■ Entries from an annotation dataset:
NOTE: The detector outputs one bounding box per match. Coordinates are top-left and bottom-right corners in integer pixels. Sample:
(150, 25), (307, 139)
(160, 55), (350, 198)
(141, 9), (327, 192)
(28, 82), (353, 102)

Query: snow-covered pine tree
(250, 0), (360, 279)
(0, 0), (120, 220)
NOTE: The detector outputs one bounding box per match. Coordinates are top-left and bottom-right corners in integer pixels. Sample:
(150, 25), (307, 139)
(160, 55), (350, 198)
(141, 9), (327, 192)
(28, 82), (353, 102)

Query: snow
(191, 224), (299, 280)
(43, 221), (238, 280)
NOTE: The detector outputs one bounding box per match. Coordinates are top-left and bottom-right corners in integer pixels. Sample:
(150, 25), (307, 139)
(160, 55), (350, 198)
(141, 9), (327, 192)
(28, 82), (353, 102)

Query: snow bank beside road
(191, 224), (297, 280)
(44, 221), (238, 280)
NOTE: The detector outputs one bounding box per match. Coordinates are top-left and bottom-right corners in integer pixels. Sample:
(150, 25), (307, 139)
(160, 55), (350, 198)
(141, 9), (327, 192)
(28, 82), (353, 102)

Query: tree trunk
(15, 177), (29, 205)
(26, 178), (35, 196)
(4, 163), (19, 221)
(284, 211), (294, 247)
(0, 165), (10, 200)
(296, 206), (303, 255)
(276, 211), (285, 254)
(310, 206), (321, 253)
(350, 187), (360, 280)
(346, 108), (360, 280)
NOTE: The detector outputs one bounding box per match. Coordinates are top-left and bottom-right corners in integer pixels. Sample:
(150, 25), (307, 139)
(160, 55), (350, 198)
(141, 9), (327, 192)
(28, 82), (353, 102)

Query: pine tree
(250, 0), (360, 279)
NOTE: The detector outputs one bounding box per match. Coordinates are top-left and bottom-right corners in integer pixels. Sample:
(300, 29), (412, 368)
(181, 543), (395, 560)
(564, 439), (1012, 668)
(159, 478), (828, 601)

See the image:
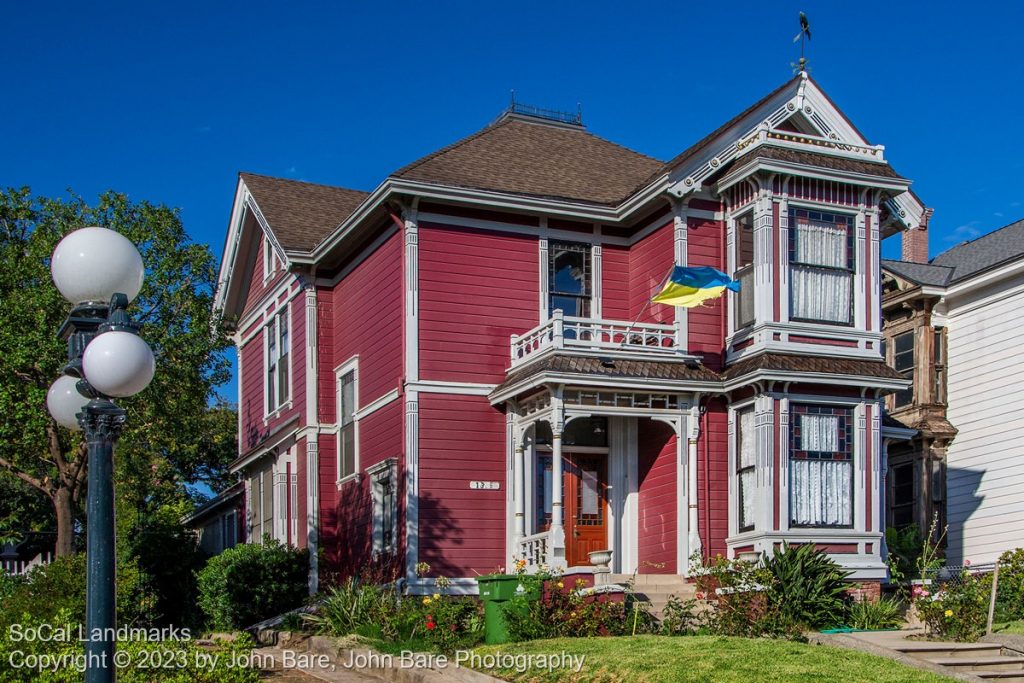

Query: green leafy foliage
(304, 579), (483, 652)
(0, 609), (260, 683)
(0, 553), (157, 631)
(0, 188), (234, 554)
(913, 571), (992, 642)
(199, 537), (309, 631)
(995, 548), (1024, 622)
(764, 543), (849, 628)
(848, 597), (903, 631)
(503, 572), (654, 641)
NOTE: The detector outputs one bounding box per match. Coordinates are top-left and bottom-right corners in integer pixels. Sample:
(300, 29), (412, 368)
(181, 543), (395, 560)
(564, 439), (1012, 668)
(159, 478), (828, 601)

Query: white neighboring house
(885, 220), (1024, 564)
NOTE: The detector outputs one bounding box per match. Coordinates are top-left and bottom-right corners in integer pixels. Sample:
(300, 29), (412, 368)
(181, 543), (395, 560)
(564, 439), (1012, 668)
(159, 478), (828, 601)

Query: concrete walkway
(812, 629), (1024, 683)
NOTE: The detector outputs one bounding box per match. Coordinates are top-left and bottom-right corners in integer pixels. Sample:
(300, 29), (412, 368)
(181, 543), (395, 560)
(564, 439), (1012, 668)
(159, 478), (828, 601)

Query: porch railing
(511, 309), (686, 368)
(519, 531), (551, 570)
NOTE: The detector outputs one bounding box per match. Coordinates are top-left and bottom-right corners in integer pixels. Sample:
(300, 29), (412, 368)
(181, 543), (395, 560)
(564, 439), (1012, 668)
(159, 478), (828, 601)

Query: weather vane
(791, 12), (811, 72)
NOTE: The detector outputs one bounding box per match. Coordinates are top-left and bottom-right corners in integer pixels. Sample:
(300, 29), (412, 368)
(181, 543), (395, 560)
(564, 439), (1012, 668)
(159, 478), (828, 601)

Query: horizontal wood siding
(628, 220), (676, 324)
(419, 222), (540, 384)
(697, 398), (729, 557)
(686, 218), (733, 370)
(637, 418), (679, 573)
(420, 393), (506, 577)
(601, 245), (637, 321)
(331, 232), (404, 411)
(946, 279), (1024, 564)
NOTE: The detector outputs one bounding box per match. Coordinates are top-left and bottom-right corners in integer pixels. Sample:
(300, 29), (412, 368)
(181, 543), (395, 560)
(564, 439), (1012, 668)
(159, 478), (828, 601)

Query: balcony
(511, 309), (692, 368)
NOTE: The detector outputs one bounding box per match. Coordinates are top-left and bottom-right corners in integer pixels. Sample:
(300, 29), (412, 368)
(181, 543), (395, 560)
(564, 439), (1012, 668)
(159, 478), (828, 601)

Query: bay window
(736, 408), (757, 531)
(264, 313), (292, 414)
(790, 404), (853, 527)
(548, 242), (592, 317)
(790, 209), (856, 325)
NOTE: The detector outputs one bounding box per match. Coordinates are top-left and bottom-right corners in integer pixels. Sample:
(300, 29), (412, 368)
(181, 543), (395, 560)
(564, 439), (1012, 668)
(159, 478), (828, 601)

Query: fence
(0, 553), (53, 577)
(928, 558), (1024, 634)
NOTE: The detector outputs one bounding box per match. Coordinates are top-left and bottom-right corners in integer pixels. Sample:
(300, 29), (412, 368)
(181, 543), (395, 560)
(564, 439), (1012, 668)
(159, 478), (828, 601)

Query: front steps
(608, 573), (697, 621)
(894, 641), (1024, 683)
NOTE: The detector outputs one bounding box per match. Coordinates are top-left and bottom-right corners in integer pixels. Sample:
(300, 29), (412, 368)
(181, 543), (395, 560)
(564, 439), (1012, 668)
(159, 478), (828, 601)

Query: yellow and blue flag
(651, 265), (739, 308)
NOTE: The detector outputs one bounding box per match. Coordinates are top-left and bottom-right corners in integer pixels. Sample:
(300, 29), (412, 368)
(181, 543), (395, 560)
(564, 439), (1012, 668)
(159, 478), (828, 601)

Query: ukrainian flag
(651, 265), (739, 308)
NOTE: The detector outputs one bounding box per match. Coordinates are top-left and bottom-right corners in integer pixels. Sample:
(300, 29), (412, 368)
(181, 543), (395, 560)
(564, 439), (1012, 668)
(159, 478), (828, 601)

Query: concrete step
(928, 656), (1024, 674)
(893, 642), (1002, 659)
(971, 671), (1024, 683)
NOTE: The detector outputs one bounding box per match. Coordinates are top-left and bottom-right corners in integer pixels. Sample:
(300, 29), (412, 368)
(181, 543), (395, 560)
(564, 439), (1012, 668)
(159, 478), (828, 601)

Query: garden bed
(474, 636), (952, 683)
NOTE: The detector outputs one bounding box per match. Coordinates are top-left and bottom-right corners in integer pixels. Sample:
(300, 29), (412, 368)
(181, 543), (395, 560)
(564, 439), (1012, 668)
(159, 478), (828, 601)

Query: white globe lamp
(82, 330), (157, 398)
(50, 227), (144, 304)
(46, 375), (89, 431)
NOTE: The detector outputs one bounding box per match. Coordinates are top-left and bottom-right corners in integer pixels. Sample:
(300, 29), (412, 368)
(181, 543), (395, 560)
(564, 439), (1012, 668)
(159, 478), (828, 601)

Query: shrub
(660, 595), (702, 636)
(0, 553), (157, 628)
(913, 572), (992, 642)
(198, 538), (309, 631)
(995, 548), (1024, 622)
(765, 543), (850, 628)
(503, 573), (654, 641)
(0, 609), (260, 683)
(849, 598), (903, 630)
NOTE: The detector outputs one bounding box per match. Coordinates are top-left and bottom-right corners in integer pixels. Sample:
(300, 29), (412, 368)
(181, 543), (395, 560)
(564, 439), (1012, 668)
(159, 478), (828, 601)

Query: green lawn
(474, 636), (952, 683)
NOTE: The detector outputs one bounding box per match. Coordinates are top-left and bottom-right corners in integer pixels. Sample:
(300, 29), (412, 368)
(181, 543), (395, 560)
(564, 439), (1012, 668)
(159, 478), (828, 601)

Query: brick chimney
(903, 209), (935, 263)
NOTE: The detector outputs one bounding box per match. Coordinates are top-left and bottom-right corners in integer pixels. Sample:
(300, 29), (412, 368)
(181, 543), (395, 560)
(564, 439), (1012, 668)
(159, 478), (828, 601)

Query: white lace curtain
(790, 223), (853, 323)
(790, 415), (853, 526)
(736, 410), (757, 528)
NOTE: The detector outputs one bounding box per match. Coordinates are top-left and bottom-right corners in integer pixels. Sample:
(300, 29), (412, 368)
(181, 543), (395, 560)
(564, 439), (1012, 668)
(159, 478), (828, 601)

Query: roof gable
(239, 173), (369, 252)
(392, 115), (663, 205)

■ DO THIS:
Show each line of the rows above that contains the word "pine", copied in full.

■ OUTPUT OF THE EXERCISE:
Query: snow-covered pine tree
Query: pine tree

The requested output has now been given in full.